P221 Validity of the Self-administered Comorbidity Questionnaire in patients with Inflammatory Bowel Disease

Van Linschoten, R.(1,2,3)*;Huberts, A.S.(4);van Leeuwen, N.(2);Hazelzet, J.A.(2);van der Woude, C.J.(3);West, R.L.(5);van Noord, D.(5);

(1)Franciscus Gasthuis & Vlietland, Gastroenterology & Hepatology, Rotterdam, The Netherlands;(2)Erasmus MC, Department of Public Health, Rotterdam, The Netherlands;(3)Erasmus MC, Department of Gastroenterology & Hepatology, Rotterdam, The Netherlands;(4)Erasmus MC, Department of Quality and Patientcare, Rotterdam, The Netherlands;(5)Franciscus Gasthuis & Vlietland, Department of Gastroenterology & Hepatology, Rotterdam, The Netherlands; On behalf of the Southwest Netherlands IBD Study Group


The International Consortium for Health Outcomes Measurement (ICHOM) has defined a standard set of outcome measures for inflammatory bowel disease (IBD) to capture effectiveness of care delivery processes by systematic collection of outcomes. However, several case-mix variables can confound the outcome measures and should be adjusted for before interpreting and comparing outcomes. To account for the impact of comorbidities, the self-assessed comorbidity questionnaire (SCQ), containing 36 questions on presence, treatment and limitation of thirteen diseases, was selected by ICHOM. As the SCQ has been validated for other diseases, but not for IBD, we aimed to assess the validity of the SCQ for measuring comorbidities in a population of IBD patients.

● Input data:
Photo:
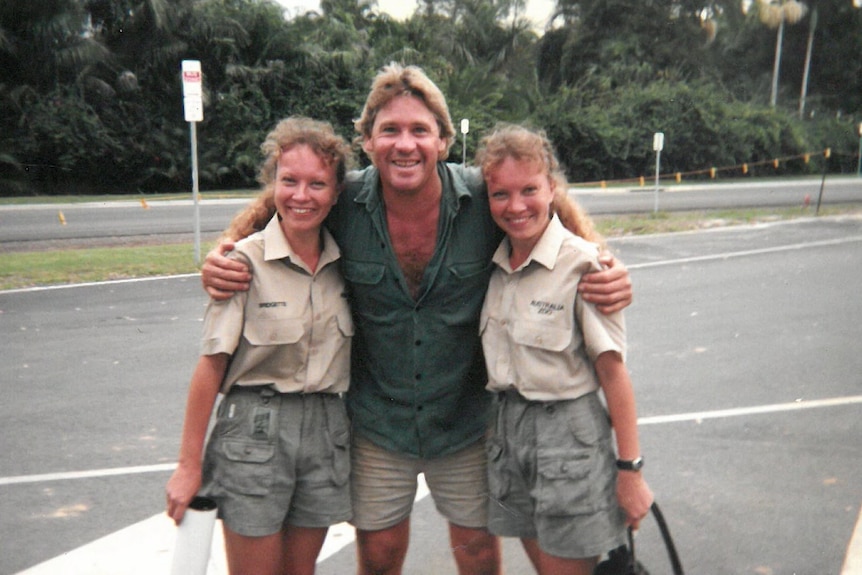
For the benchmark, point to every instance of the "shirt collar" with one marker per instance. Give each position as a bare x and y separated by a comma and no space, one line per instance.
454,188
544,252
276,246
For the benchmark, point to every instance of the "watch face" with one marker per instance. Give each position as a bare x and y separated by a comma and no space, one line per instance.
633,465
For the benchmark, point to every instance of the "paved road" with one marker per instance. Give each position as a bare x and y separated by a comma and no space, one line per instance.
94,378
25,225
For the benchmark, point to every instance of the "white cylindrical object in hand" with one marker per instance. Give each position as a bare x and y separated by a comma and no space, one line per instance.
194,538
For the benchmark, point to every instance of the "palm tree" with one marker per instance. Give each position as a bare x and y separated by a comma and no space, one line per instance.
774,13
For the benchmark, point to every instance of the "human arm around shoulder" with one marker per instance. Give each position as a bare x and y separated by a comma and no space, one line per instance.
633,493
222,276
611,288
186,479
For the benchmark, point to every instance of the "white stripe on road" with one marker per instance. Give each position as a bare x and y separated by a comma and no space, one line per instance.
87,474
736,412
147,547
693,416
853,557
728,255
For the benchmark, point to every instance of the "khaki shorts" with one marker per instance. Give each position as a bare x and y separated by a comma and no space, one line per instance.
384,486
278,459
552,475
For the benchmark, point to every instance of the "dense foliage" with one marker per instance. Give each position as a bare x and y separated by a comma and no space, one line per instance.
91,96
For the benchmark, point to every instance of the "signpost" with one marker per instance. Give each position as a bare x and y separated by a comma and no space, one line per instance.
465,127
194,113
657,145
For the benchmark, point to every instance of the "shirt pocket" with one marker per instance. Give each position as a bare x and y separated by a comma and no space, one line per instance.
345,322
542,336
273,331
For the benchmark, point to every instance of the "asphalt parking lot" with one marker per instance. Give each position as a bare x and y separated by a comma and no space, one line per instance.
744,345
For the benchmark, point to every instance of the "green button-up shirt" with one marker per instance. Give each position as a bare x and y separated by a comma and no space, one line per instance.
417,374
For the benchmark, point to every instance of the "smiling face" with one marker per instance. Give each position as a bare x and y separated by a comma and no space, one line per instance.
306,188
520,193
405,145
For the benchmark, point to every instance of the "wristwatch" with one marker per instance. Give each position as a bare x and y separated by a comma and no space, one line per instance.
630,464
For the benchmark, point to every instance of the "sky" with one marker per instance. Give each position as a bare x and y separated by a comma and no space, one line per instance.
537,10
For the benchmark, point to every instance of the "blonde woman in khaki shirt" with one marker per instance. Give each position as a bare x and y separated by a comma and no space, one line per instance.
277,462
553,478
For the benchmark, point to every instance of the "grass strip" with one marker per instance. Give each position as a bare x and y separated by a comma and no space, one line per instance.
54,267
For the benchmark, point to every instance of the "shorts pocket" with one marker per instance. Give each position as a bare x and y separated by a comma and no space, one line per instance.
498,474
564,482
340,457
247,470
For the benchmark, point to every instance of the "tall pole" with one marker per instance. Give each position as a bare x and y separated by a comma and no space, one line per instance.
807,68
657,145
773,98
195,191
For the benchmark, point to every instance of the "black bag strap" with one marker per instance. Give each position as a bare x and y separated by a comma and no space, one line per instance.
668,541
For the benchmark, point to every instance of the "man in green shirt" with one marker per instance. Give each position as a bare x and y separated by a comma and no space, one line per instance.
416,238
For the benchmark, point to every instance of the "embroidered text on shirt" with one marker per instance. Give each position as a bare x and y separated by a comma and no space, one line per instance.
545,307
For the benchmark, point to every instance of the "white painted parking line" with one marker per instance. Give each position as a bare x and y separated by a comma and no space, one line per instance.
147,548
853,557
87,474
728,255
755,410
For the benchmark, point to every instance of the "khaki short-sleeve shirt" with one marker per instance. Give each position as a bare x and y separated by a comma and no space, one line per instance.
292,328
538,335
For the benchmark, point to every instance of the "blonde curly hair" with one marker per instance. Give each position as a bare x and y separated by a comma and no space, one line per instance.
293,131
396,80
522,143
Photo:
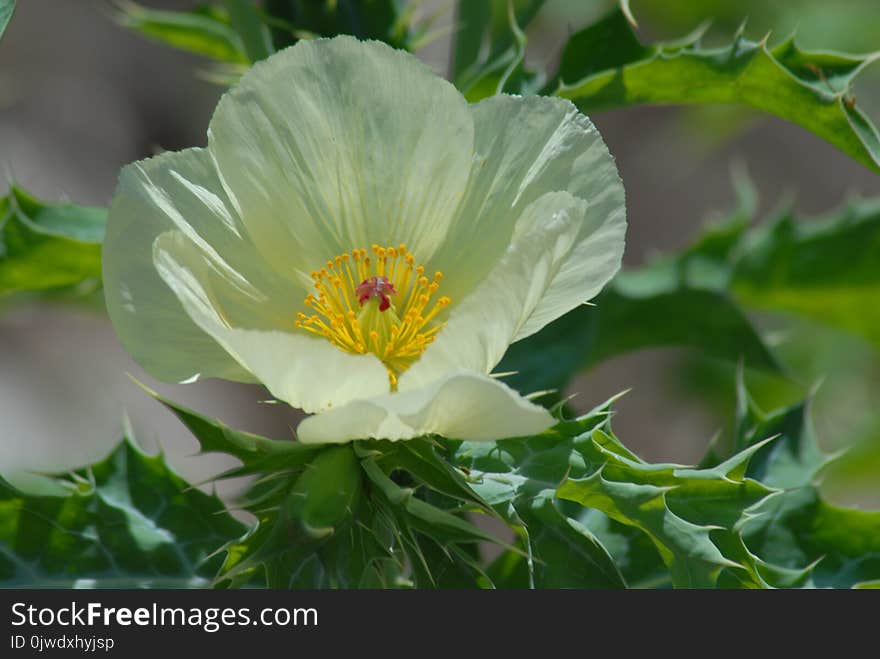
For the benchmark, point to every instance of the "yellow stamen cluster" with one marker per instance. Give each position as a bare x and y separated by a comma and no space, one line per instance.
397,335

● Tasks to perform:
[A] List every author named in the abstract on the comorbidity questionnaire in IBD.
[B] According to the abstract on the comorbidity questionnaire in IBD, how many diseases does the SCQ cover?

● Results:
[A] Van Linschoten, R.; Huberts, A.S.; van Leeuwen, N.; Hazelzet, J.A.; van der Woude, C.J.; West, R.L.; van Noord, D.

[B] Thirteen.